• What the exercise asks:
Please print exactly the line containing "Your task is to locate the orange" and every line after it to the end of the records below, and nothing more.

• Exercise data:
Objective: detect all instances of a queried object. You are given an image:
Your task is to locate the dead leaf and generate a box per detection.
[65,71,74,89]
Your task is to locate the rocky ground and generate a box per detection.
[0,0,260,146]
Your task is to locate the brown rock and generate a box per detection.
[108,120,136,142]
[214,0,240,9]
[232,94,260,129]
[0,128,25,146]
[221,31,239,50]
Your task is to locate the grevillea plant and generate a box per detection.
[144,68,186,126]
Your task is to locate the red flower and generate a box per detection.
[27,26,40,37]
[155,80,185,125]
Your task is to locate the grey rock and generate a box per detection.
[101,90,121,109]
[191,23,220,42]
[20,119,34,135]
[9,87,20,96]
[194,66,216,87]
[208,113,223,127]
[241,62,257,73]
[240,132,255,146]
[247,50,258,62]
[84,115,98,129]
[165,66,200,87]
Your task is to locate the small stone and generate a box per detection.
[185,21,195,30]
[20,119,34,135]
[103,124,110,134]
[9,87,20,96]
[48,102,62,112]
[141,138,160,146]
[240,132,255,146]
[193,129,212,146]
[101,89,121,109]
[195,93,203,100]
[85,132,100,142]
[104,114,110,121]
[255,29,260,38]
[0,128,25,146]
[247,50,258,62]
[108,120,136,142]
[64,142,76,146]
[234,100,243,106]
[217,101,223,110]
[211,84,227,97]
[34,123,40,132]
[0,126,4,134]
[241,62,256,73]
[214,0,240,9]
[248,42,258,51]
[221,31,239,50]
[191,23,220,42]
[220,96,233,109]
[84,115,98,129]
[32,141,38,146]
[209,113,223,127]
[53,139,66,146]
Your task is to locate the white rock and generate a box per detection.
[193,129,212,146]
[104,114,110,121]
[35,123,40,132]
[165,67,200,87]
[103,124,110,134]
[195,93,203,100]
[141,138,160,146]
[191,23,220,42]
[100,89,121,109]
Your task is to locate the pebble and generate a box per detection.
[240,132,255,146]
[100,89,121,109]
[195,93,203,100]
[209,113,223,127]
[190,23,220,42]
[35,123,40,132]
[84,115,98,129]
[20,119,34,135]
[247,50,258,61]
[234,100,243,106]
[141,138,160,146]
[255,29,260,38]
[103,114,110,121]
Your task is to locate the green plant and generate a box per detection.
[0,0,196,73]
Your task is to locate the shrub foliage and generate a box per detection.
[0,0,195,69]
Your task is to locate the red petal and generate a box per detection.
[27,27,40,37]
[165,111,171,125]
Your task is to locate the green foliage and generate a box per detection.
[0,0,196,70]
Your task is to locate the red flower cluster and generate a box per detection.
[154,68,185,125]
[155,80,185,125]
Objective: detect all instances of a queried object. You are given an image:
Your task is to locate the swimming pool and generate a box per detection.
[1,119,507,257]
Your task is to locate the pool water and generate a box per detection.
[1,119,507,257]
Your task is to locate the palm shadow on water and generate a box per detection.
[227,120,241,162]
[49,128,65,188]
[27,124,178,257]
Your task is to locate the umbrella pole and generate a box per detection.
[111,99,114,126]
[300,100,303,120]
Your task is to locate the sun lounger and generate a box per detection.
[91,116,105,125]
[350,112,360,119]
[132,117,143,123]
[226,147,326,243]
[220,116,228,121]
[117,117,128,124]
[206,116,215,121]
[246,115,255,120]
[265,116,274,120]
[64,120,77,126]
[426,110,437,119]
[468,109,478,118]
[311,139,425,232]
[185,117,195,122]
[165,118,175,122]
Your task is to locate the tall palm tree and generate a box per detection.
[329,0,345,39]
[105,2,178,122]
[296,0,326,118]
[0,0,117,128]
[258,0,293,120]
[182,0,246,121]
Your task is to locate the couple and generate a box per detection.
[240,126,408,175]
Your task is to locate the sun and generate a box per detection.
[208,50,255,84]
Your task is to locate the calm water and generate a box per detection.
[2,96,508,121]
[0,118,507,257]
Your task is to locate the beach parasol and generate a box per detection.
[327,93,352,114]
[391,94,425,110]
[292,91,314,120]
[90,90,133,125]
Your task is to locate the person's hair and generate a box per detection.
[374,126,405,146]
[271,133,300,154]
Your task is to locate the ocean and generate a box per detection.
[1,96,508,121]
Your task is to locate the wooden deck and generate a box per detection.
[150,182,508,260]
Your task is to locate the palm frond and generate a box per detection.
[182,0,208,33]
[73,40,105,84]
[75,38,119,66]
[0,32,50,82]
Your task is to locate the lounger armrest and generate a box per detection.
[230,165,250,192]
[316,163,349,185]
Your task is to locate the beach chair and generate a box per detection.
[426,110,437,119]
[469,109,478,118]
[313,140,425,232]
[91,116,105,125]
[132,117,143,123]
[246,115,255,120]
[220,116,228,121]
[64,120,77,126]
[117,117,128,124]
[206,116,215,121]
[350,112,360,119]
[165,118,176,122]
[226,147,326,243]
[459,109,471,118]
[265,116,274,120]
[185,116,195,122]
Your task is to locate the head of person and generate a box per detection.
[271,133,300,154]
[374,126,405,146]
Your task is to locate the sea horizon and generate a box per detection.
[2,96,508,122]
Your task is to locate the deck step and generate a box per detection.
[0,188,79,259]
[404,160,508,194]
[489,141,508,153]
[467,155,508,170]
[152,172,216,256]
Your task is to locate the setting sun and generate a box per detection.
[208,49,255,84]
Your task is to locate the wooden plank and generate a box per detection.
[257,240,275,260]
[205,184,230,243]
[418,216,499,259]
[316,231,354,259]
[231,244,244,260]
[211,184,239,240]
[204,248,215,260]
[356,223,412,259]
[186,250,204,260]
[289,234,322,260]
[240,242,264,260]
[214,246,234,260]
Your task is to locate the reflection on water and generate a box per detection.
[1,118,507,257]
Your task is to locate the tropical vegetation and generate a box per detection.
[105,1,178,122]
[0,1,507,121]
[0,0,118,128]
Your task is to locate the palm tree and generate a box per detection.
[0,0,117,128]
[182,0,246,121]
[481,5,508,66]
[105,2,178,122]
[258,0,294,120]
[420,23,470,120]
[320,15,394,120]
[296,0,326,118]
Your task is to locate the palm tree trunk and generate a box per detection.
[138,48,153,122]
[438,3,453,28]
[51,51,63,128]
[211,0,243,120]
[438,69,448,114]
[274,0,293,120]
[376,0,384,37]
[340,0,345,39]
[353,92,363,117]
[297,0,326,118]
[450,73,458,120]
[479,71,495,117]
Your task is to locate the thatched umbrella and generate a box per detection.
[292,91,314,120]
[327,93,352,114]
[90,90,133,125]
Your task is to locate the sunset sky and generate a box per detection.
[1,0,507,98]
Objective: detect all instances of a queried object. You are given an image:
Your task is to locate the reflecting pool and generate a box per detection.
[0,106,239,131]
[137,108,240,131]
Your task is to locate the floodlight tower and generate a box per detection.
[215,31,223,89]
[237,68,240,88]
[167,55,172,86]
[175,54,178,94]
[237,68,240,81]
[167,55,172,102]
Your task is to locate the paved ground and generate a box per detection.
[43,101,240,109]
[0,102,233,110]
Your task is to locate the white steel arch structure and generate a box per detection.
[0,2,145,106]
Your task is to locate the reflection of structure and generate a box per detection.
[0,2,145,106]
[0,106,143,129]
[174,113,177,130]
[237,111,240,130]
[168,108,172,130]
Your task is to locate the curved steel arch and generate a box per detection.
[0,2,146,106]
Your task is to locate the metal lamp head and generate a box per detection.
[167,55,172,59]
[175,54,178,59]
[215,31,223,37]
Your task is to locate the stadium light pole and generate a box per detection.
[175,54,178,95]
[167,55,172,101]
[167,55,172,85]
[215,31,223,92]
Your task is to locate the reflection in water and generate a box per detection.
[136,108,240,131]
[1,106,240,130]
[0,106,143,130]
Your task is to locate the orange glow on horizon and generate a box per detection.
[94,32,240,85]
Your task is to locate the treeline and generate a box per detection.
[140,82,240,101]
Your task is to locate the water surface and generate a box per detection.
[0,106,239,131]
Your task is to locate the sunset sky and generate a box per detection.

• Answer box:
Your task is to locate the orange glow on horizon and generate a box per detection.
[94,32,240,85]
Your task is to locate the treeline and generate a box per detection.
[140,82,240,101]
Your task is to locate the water surface and generate a box per detection.
[0,106,239,131]
Your task is to locate the sunset sky and generate a box per detection.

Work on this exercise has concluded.